• _Task objective_: Print, without alteration, the portion of the CycloneDX validation discussion below that opens with the words containing "If you ask me, I" and closes with "of the cli.".

___ Provided passage

We could try to improve the pruning, but the current pruning was the best solution I saw back then.

andreas-hilti avatar Sep 06 '25 07:09 andreas-hilti

Thanks for the summary and context on why the validation messages are the way they are @andreas-hilti that makes a ton of sense!

Definitely not right now, but Is there a chance in the future for the design to be changed where the cli attempts to use the latest version?

Basically it has the option and to look up the latest at runtime, but would fall back to the bundled version if it can't query the latest schema for what ever reason. It might smooth out some of the headaches across tools that consume/produce cyclonedx SBOM.

We love having the cli as part of our validation suite to make sure we're doing the right think in syft here but the test can get a little flakey when these license drifts or other conflicts come up 😢

spiffcs avatar Sep 07 '25 01:09 spiffcs

If you ask me, I wouldn't make this

Definitely not right now, but Is there a chance in the future for the design to be changed where the cli attempts to use the latest version?

the default behavior (for reproducibility, etc.), but as an option, why not?

I guess there are a couple of technical question to be clarified, given that JSON Validation uses a global registry (in contrast to xml): https://github.com/CycloneDX/cyclonedx-dotnet-library/blob/6bffc9a516256459d40739072301d207c0758b68/src/CycloneDX.Core/Json/Validator.cs#L40-L45 in particular to get a reasonable behavior when the library is used outside of the cli.

andreas-hilti avatar Sep 07 '25 07:09 andreas-hilti

______
___ Record set

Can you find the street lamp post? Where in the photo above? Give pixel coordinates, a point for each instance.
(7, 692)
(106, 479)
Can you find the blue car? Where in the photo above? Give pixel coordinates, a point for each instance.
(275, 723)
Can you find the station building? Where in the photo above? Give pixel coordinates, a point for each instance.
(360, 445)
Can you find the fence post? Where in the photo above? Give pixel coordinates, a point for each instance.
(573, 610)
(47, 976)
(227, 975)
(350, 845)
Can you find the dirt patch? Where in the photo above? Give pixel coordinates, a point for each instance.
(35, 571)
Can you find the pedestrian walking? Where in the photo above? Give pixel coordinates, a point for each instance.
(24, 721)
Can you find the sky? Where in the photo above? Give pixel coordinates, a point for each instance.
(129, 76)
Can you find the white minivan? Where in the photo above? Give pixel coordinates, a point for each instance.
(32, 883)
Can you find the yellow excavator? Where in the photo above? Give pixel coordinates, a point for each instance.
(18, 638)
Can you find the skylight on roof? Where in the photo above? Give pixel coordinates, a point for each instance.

______

• _Final result_:
If you ask me, I wouldn't make this

Definitely not right now, but Is there a chance in the future for the design to be changed where the cli attempts to use the latest version?

the default behavior (for reproducibility, etc.), but as an option, why not?

I guess there are a couple of technical question to be clarified, given that JSON Validation uses a global registry (in contrast to xml): https://github.com/CycloneDX/cyclonedx-dotnet-library/blob/6bffc9a516256459d40739072301d207c0758b68/src/CycloneDX.Core/Json/Validator.cs#L40-L45 in particular to get a reasonable behavior when the library is used outside of the cli.